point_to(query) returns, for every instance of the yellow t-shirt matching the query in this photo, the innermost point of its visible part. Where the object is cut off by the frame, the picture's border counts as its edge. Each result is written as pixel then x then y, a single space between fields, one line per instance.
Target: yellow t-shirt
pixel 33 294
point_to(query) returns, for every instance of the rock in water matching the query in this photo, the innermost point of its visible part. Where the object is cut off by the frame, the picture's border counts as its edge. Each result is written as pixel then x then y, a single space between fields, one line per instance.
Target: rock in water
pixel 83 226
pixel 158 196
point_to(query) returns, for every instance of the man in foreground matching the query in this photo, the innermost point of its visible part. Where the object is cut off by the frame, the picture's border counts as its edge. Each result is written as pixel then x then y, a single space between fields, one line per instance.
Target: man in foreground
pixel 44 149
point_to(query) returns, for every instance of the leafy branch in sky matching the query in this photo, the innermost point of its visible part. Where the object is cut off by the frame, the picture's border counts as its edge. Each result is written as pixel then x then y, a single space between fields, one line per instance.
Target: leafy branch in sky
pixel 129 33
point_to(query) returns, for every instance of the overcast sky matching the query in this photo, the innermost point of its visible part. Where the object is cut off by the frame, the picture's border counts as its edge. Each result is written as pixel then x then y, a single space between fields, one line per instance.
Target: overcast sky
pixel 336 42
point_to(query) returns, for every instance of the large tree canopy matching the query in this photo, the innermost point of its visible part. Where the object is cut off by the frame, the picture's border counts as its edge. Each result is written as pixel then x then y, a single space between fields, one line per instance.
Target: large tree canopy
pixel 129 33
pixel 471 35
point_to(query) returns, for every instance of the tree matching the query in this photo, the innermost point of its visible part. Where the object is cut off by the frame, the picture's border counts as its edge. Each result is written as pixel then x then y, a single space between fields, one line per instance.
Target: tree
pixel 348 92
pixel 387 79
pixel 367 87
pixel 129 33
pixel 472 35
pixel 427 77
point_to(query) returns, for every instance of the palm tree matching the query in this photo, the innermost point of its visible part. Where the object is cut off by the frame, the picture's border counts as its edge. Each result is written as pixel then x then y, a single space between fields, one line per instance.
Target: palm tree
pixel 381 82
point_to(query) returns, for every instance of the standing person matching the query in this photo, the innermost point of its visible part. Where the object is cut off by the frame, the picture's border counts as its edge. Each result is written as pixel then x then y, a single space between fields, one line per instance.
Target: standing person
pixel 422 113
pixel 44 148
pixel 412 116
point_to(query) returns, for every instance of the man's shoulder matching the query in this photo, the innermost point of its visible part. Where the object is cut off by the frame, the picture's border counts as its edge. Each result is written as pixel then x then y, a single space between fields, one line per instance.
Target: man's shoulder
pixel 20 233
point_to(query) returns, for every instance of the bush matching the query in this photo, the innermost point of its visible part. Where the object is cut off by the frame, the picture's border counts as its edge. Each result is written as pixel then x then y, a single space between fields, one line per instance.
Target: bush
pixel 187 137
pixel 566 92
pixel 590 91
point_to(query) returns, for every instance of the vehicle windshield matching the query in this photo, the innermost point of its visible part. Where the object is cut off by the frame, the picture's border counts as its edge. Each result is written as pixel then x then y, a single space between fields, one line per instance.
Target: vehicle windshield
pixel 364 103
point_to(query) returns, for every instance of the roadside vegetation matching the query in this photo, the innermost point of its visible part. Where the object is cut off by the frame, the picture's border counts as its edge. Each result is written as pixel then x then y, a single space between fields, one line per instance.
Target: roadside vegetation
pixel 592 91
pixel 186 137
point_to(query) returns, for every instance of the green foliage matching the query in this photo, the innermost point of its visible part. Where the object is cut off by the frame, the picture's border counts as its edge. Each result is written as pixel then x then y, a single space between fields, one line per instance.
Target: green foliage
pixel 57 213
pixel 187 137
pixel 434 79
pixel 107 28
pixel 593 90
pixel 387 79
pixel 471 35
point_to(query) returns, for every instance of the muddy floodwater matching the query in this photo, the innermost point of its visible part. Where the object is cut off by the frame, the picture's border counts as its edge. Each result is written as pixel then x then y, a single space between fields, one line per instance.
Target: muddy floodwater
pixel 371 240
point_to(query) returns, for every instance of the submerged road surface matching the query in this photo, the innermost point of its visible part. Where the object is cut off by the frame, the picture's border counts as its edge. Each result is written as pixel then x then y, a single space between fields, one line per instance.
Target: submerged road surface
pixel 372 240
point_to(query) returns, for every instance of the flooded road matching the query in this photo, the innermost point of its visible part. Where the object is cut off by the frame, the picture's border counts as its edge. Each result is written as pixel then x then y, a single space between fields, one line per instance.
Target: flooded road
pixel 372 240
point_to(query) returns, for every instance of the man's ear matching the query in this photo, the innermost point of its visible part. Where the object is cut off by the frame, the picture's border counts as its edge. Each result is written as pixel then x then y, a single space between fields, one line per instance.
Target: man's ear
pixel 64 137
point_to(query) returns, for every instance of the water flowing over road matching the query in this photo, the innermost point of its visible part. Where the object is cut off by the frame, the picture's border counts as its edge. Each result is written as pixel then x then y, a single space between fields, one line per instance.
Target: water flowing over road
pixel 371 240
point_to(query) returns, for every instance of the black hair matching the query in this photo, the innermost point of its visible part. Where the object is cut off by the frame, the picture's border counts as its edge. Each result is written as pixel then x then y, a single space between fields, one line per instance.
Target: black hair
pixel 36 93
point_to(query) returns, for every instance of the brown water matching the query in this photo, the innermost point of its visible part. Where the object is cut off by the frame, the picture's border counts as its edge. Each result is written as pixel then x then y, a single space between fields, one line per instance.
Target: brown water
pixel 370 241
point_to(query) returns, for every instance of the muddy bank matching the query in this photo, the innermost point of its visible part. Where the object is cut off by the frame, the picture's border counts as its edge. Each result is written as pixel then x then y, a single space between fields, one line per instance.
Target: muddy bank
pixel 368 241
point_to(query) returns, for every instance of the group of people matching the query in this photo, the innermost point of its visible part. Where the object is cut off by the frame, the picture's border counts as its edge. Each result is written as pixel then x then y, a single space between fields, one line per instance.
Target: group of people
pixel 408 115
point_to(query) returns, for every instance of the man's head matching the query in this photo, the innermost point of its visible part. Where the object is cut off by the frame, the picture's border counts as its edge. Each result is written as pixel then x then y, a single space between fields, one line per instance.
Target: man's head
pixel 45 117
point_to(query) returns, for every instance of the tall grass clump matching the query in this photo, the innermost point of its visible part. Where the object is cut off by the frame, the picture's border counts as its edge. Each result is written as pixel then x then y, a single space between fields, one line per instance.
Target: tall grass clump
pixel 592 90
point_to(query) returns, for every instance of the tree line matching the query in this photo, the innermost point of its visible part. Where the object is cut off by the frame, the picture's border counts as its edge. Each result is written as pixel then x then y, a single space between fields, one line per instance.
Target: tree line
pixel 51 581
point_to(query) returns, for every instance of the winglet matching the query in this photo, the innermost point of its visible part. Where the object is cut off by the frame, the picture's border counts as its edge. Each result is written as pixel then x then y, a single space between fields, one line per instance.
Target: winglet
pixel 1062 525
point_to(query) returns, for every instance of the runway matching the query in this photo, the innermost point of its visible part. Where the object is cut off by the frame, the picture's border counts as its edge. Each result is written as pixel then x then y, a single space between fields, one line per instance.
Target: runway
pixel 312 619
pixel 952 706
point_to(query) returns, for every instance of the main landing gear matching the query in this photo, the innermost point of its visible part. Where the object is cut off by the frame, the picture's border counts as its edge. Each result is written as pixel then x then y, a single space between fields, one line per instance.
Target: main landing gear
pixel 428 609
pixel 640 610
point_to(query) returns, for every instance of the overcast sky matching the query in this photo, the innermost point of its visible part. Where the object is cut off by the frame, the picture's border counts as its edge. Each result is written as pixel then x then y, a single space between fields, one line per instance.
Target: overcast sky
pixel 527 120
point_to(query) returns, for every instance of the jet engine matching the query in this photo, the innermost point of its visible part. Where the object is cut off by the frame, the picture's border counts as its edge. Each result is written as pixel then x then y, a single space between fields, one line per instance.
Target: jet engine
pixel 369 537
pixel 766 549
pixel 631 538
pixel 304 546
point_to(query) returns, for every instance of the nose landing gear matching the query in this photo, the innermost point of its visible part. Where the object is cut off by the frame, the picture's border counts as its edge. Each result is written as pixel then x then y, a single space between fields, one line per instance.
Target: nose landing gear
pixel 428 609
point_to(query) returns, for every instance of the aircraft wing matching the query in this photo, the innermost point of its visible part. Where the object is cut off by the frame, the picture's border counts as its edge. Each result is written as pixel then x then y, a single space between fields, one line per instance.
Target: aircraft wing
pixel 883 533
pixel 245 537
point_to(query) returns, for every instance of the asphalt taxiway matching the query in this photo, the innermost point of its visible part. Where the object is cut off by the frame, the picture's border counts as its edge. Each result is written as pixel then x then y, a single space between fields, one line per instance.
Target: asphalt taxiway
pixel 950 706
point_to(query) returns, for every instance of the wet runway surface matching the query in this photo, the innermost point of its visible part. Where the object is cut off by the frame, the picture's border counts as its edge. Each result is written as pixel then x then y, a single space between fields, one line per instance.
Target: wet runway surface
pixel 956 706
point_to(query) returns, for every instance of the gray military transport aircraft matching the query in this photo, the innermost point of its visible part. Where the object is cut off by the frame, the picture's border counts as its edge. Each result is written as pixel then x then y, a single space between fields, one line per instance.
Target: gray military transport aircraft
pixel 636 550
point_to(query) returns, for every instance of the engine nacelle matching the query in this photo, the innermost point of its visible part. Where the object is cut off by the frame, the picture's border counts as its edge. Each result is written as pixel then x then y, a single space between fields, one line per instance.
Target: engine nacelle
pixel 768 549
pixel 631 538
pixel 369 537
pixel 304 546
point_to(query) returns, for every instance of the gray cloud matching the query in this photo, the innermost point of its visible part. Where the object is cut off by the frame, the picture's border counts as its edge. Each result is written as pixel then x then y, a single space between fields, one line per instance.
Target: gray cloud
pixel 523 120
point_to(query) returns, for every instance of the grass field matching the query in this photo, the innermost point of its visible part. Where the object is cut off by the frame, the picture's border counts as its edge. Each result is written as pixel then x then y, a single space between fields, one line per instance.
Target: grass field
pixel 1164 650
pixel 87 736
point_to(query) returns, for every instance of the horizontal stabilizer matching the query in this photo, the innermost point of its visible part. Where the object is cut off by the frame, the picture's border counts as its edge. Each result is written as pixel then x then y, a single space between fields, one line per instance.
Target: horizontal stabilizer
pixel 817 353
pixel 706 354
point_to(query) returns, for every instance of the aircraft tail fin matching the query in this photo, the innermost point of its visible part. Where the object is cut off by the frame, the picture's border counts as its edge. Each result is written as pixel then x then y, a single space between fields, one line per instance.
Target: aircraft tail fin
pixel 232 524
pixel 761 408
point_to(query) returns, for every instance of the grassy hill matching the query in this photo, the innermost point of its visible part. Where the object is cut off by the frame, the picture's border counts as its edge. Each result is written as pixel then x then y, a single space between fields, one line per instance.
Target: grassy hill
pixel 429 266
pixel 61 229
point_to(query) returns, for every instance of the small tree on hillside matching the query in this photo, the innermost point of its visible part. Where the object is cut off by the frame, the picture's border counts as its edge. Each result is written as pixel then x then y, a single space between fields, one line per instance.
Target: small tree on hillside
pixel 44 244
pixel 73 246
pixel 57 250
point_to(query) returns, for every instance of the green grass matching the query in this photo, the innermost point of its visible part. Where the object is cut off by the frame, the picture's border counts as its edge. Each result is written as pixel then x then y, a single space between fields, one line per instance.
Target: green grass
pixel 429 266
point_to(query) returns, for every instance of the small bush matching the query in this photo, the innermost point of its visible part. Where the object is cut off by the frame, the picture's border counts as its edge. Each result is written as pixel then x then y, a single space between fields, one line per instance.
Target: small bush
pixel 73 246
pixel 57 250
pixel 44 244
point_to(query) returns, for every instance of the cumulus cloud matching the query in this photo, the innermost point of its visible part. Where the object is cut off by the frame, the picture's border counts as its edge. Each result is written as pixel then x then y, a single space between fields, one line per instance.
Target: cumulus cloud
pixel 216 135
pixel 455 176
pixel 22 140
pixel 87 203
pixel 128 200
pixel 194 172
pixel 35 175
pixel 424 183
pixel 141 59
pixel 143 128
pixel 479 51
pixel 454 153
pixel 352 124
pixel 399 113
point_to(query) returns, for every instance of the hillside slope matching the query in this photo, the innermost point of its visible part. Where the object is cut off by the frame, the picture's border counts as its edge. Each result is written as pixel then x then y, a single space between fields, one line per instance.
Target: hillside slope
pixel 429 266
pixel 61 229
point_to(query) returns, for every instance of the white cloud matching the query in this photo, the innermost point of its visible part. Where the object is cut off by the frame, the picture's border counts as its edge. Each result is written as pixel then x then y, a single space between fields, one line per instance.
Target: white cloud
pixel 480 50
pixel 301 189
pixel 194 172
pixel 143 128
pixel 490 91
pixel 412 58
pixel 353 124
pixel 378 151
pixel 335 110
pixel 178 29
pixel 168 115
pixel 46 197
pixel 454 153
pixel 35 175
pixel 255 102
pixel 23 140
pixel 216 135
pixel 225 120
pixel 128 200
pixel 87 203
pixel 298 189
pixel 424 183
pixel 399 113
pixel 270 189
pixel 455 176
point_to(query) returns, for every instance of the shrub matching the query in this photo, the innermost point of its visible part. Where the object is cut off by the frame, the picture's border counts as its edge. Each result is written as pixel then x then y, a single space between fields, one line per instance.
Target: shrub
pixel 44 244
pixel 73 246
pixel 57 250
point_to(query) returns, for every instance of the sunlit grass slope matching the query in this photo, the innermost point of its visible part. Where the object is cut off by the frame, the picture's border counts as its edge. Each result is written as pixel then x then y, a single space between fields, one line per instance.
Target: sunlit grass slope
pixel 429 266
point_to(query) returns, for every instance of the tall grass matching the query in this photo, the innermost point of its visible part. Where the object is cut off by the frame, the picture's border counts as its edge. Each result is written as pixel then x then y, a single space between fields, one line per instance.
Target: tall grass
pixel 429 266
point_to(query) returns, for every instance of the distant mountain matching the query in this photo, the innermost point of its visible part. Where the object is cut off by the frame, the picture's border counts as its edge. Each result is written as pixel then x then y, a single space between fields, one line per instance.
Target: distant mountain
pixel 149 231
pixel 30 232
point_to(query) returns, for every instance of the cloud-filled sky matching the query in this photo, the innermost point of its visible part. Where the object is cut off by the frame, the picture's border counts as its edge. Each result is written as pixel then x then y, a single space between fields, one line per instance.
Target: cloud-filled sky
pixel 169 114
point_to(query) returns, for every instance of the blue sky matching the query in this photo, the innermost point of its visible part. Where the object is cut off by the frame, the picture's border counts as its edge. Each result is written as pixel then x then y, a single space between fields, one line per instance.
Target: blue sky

=== Problem statement ===
Among the entries above, identify all lines with "blue" and copy them.

=== Output of the task ===
point_to(query) returns, for every instance of the blue sky matching the query in this photo, the innermost point of its visible part. Where the object is cut off by the frame, the picture's border counts as its edge. Each result is written as pixel then x then y, a single space between fields, one line per instance.
Target: blue sky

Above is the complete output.